» WHAT IS EXPECTED:
Convert the rows below into a Markdown table with two columns, No and Line, giving each nonblank line its own numbered entry. Leave the pictures out.

··········

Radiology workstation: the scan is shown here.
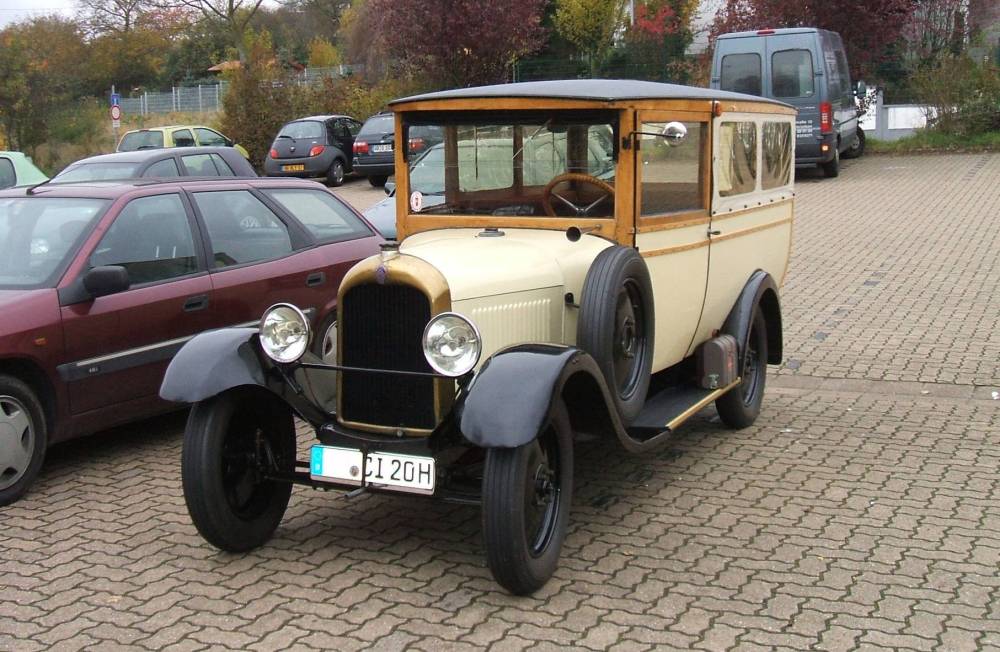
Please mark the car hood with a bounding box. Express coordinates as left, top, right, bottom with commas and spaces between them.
0, 288, 59, 337
400, 228, 611, 301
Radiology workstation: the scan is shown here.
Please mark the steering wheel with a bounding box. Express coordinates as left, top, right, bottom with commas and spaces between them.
542, 172, 615, 217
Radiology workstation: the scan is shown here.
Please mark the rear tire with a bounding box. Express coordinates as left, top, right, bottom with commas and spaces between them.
715, 306, 767, 430
482, 401, 573, 595
181, 387, 295, 552
820, 144, 840, 179
0, 376, 48, 506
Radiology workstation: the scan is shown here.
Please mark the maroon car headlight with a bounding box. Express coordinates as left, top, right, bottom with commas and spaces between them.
260, 303, 310, 364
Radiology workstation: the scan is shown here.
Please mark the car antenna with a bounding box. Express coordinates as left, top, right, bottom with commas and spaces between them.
24, 178, 52, 195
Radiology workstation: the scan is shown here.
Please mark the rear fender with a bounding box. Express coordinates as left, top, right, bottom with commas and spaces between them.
458, 344, 625, 448
722, 270, 783, 369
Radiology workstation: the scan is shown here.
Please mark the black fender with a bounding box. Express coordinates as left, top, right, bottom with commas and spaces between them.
722, 269, 783, 369
456, 344, 631, 449
160, 328, 336, 426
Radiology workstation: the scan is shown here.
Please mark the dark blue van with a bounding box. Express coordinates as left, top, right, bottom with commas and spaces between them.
711, 27, 865, 177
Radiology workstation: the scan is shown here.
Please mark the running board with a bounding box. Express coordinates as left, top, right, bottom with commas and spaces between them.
627, 378, 740, 449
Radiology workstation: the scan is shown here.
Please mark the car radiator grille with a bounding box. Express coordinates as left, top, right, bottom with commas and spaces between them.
338, 284, 437, 430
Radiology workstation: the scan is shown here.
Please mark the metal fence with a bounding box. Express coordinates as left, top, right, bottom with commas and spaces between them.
121, 66, 362, 115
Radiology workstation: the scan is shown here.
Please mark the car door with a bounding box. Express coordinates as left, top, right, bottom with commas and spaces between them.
191, 188, 337, 326
635, 111, 711, 369
59, 192, 212, 414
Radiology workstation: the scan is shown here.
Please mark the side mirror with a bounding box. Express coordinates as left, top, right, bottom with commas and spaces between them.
83, 265, 132, 299
661, 122, 687, 147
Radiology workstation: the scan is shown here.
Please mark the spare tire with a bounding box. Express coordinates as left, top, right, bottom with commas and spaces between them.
576, 246, 654, 424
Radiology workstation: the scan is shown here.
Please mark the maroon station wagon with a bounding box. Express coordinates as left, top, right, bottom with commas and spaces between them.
0, 179, 382, 505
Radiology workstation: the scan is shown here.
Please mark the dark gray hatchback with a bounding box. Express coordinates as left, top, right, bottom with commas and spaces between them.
264, 115, 361, 186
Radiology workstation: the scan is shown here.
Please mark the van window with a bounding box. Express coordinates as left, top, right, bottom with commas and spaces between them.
760, 122, 792, 190
716, 122, 757, 197
771, 50, 814, 97
639, 122, 708, 217
719, 53, 762, 95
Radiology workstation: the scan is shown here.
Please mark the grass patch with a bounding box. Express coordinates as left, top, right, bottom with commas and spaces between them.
865, 130, 1000, 154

··········

» FINAL RESULT:
| No | Line |
|---|---|
| 1 | Radiology workstation: the scan is shown here. |
| 2 | Please mark the car hood with a bounding box. Express coordinates as left, top, right, bottom with commas and spaces between them. |
| 3 | 0, 288, 59, 337 |
| 4 | 400, 228, 611, 301 |
| 5 | Radiology workstation: the scan is shown here. |
| 6 | Please mark the steering wheel with a bounding box. Express coordinates as left, top, right, bottom with commas and spaces between them. |
| 7 | 542, 172, 615, 217 |
| 8 | Radiology workstation: the scan is shown here. |
| 9 | Please mark the rear tire with a bounding box. Express coordinates as left, top, right, bottom with commas and spaces between them. |
| 10 | 715, 306, 767, 430 |
| 11 | 482, 401, 573, 595 |
| 12 | 181, 387, 295, 552 |
| 13 | 820, 144, 840, 179 |
| 14 | 0, 376, 48, 506 |
| 15 | Radiology workstation: the scan is shown here. |
| 16 | Please mark the maroon car headlight with a bounding box. Express coordinates as left, top, right, bottom with commas and spaces between them. |
| 17 | 260, 303, 310, 364 |
| 18 | Radiology workstation: the scan is shown here. |
| 19 | Please mark the car antenna with a bounding box. Express coordinates as left, top, right, bottom with commas and spaces between them. |
| 20 | 24, 178, 52, 195 |
| 21 | Radiology workstation: the scan is shown here. |
| 22 | Please mark the rear fender with a bounding box. Express coordinates as left, top, right, bottom with commas and spaces between them. |
| 23 | 458, 344, 625, 448 |
| 24 | 722, 270, 783, 369 |
| 25 | Radiology workstation: the scan is shown here. |
| 26 | Please mark the black fender with a bounding box. Express coordinates as left, top, right, bottom with commas and spaces between them. |
| 27 | 722, 269, 783, 369 |
| 28 | 456, 344, 631, 449 |
| 29 | 160, 328, 336, 426 |
| 30 | Radiology workstation: the scan is shown here. |
| 31 | Please mark the dark blue van with a bounding box. Express coordinates as left, top, right, bottom with commas and spaces between them. |
| 32 | 711, 27, 865, 177 |
| 33 | Radiology workstation: the scan is shown here. |
| 34 | Please mark the running board with a bounding box. Express coordinates as left, top, right, bottom with commas and spaces between them. |
| 35 | 627, 378, 740, 449 |
| 36 | Radiology workstation: the scan is shown here. |
| 37 | Please mark the car radiator grille with a bounding box. Express coordinates as left, top, right, bottom with commas and spaces between them. |
| 38 | 338, 284, 437, 430 |
| 39 | Radiology workstation: the scan is shown here. |
| 40 | Please mark the metal fence with a bounding box. Express coordinates as left, top, right, bottom with commas and spaces between them. |
| 41 | 121, 66, 362, 115 |
| 42 | Radiology workstation: the scan is shown here. |
| 43 | Please mark the car door with a bounding box. Express coordinates as left, top, right, bottom with commas and spaces between them. |
| 44 | 191, 188, 337, 326 |
| 45 | 635, 111, 711, 369 |
| 46 | 59, 192, 212, 414 |
| 47 | Radiology workstation: the scan is shown here. |
| 48 | Please mark the side mirror with a bounding box. Express coordinates as left, top, right, bottom with commas and spaces between them. |
| 49 | 83, 265, 132, 299 |
| 50 | 661, 122, 687, 147 |
| 51 | Radiology workstation: the scan is shown here. |
| 52 | Please mark the spare tire with a bounding box. Express coordinates as left, top, right, bottom with commas and spaces between them. |
| 53 | 576, 246, 654, 424 |
| 54 | Radiology workstation: the scan is shown here. |
| 55 | Please mark the maroon station wagon with a bounding box. Express coordinates as left, top, right, bottom with commas and spaces between them. |
| 56 | 0, 179, 382, 505 |
| 57 | Radiology workstation: the scan is shown here. |
| 58 | Please mark the dark gray hatchback with a bounding box. Express coordinates as left, top, right, bottom with commas and spaces between them. |
| 59 | 264, 115, 361, 186 |
| 60 | Radiology workstation: the scan is shown here. |
| 61 | Please mark the van window with a bounding box. Express coordinates as left, top, right, bottom with commas and spaces between them. |
| 62 | 760, 122, 792, 190 |
| 63 | 716, 122, 757, 197 |
| 64 | 771, 50, 814, 97 |
| 65 | 639, 122, 708, 217 |
| 66 | 719, 53, 762, 95 |
| 67 | Radiology workstation: the scan is shown here. |
| 68 | Please mark the grass patch with a bounding box. Express coordinates as left, top, right, bottom with commas and spaces between them. |
| 69 | 865, 130, 1000, 154 |